Selected passage
##########
Building Community and Synergistic Relationships
Jerry Willis and Dee Anna Willis established SITE to foster a sense of community among academicians who were exploring the new task of preparing teachers to incorporate emerging technologies into teaching practice. At first it was possible for every single member to know and interact with every other member. As the educational technology society has grown, some of this early sense of community has been less feasible through direct personal contact and interactions at conferences and meetings. If any group should have the capacity to build a virtual community that extends direct personal interactions it should be a professional association of educational technologists.
We envision a web site that serves as a ‘portal’ for all of SITE’s print and electronic publications, as well as discussion and scholarly dialog associated with them. The portal would become an access point for digital scholarship related to technology and teacher education. Figure 1 is a prototype of the interface.
Figure 1. Prototype of digital scholarship portal
This portal will include a link to an integrated submissions process for both JTATE and CITE Journal . This common online submission screen will include a brief overview and explanation of the print and online journals and their functions, with options to submit an article to either of the two. A third option of ‘unsure’ or ‘doesn’t matter’ will allow authors to request that the article be submitted to the most appropriate venue, to be determined by the editors. This implies a coordinated editorial board, which should benefit both authors and association members.
##########
Stated goal 1
How many lines of the records contain the string "rear", with case counting? Give only the number.
The passage and the records that follow it are unrelated material.

Provided data
##########
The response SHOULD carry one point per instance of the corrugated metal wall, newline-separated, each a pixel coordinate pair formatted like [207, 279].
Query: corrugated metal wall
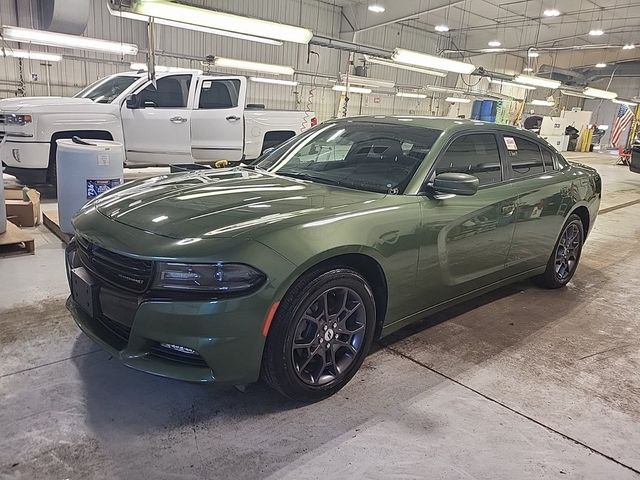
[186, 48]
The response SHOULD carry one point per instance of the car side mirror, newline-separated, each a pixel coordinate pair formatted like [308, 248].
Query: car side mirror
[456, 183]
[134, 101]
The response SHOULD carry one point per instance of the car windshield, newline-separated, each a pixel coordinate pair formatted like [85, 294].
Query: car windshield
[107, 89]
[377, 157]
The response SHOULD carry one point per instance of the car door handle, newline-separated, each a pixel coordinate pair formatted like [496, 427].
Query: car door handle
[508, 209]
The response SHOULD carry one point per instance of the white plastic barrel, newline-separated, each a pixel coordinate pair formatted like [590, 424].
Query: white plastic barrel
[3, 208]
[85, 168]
##########
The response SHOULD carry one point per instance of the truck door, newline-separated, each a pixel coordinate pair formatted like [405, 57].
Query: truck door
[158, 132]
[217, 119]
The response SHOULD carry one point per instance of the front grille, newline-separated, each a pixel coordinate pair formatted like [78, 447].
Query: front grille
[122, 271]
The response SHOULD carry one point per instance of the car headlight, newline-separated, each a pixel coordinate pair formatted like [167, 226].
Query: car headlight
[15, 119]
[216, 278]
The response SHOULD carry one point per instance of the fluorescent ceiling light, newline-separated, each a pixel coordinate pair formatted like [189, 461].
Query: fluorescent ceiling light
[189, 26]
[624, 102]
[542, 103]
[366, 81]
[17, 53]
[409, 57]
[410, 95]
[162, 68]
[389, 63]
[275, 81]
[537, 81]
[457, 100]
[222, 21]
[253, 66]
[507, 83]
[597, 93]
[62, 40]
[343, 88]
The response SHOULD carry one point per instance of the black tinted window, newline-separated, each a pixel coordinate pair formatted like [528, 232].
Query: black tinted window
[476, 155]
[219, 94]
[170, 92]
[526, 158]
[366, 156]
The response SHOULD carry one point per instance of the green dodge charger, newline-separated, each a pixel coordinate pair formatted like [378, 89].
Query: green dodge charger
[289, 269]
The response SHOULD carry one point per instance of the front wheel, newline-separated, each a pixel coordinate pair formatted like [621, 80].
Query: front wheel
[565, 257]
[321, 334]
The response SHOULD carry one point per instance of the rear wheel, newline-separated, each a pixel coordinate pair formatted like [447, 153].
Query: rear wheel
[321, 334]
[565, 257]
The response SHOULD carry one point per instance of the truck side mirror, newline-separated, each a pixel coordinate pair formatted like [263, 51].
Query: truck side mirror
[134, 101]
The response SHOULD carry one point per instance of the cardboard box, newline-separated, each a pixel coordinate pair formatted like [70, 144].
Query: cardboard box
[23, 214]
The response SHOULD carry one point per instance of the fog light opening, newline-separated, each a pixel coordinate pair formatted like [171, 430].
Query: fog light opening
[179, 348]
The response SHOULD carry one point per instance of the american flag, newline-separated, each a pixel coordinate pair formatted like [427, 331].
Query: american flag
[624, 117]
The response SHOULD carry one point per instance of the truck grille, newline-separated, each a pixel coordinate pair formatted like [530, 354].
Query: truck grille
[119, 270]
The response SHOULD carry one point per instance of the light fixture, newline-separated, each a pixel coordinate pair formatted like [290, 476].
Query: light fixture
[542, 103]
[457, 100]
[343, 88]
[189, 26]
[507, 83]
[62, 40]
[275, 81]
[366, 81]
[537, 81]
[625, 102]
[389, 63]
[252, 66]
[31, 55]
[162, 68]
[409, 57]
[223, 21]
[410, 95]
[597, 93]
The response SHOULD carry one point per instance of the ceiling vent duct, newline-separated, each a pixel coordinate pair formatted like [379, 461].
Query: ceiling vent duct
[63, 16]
##########
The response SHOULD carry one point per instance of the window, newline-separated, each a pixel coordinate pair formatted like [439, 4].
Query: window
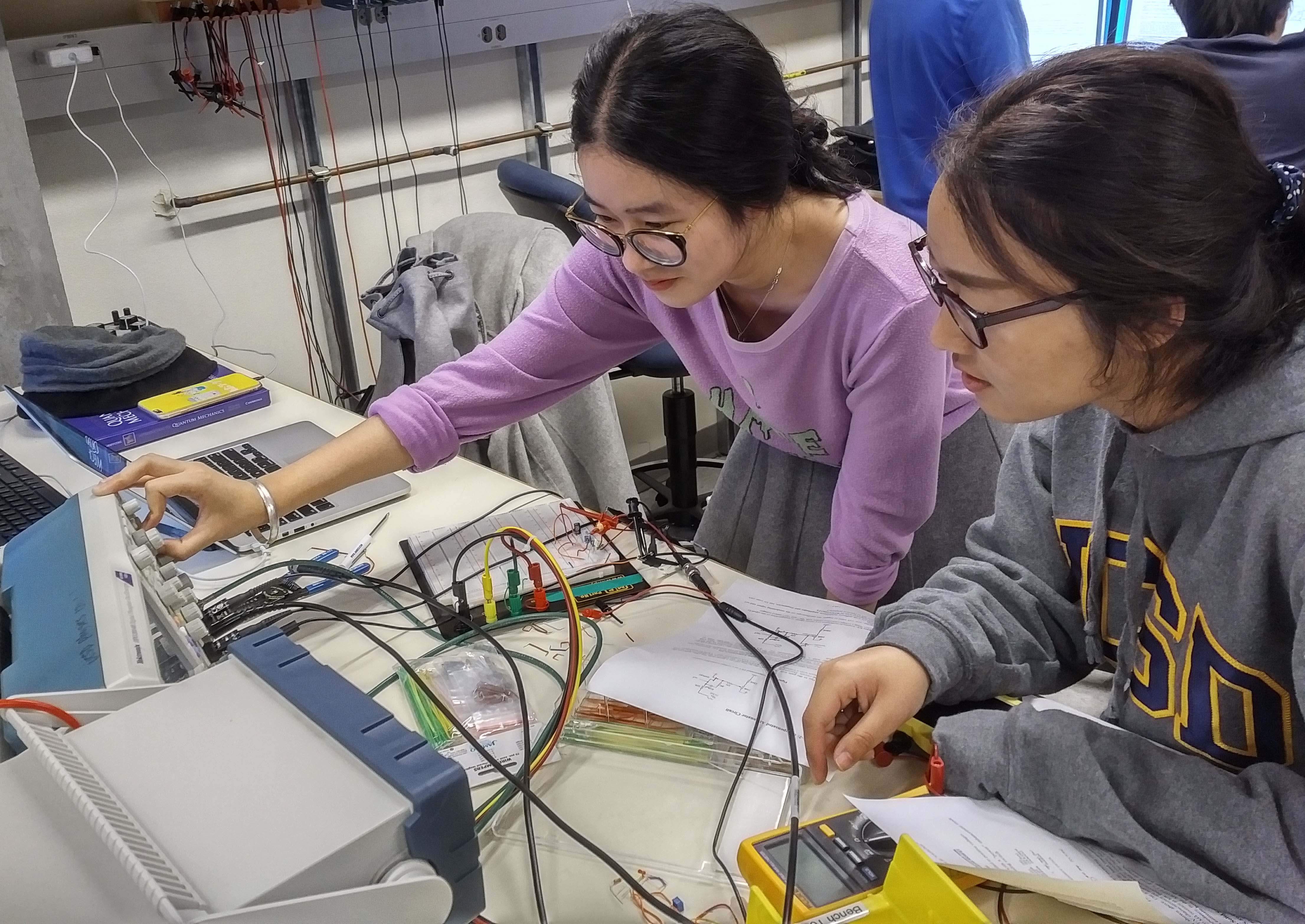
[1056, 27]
##########
Stated goal 2
Can you continue the passage about SITE's proposed digital scholarship portal, starting after its final sentence?

Exercise answer 1
2

Exercise answer 2
Also available from this portal will be access to newly established interactive journal discussion groups. The primary purpose of these discussion groups will be to help re-establish a sense of community and allow every author to be directly connected with and have input into the common community. Debra Sprague has agreed to take the lead on establishment of these discussion groups.
The discussion groups would also serve to encourage scholarly dialog initiated in these publications. Currently, readers of CITE Journal have the opportunity to respond to an article by submitting a commentary that is published as an article in its own right. These commentaries undergo the same process of peer review as the original articles. However, taking advantage of an electronic medium, commentaries and responses are posted immediately after acceptance. This feature will ideally generate discussion strands similar to this example from the inaugural issue:
If We Didn’t Have the Schools We Have Today, Would We Create the Schools We Have Today? ‘ Thomas G. Carroll
• Commentary: Some Comments on ‘If We Didn’t Have the Schools We Have Today, Would We Create the Schools We Have Today?’ ‘ Gerald Bracey
• Commentary: Technology, Learning, and Schools: Comments on Articles by Tom Carroll and Gerald Bracey ‘ John Bransford, Xiadong Lin, and Dan Schwartz.
• Commentary: The Paradigm behind the Curtain: Comments on Papers by Carroll; Bracey; and Bransford, Lin, & Schwartz ‘ Jerry Willis
The base article by Tom Carroll generated a response in the form of a commentary by Gerald Bracey. Bracey’s commentary, in turn, generated further commentaries by Bransford, et al., and by Willis. As a matter of editorial policy, we have established a high scholarly standard for commentaries about articles, as well as the articles themselves. As a next phase of the online journal, we envision less formal asynchronous discussion groups that will permit ongoing conversation and discussion that does not undergo scholarly peer review. One important academic implication of this approach is that a commentary would be included in annual reports and curriculum vitae, just as any other peer-reviewed publication would be, while contributions to ongoing discussion groups would not. Thus, a base article on a given topic might give rise to formal refereed commentaries responding to it, as well as less formal discussion strands. Ideally, this dialog might ultimately lead to future articles derived from discussion with colleagues.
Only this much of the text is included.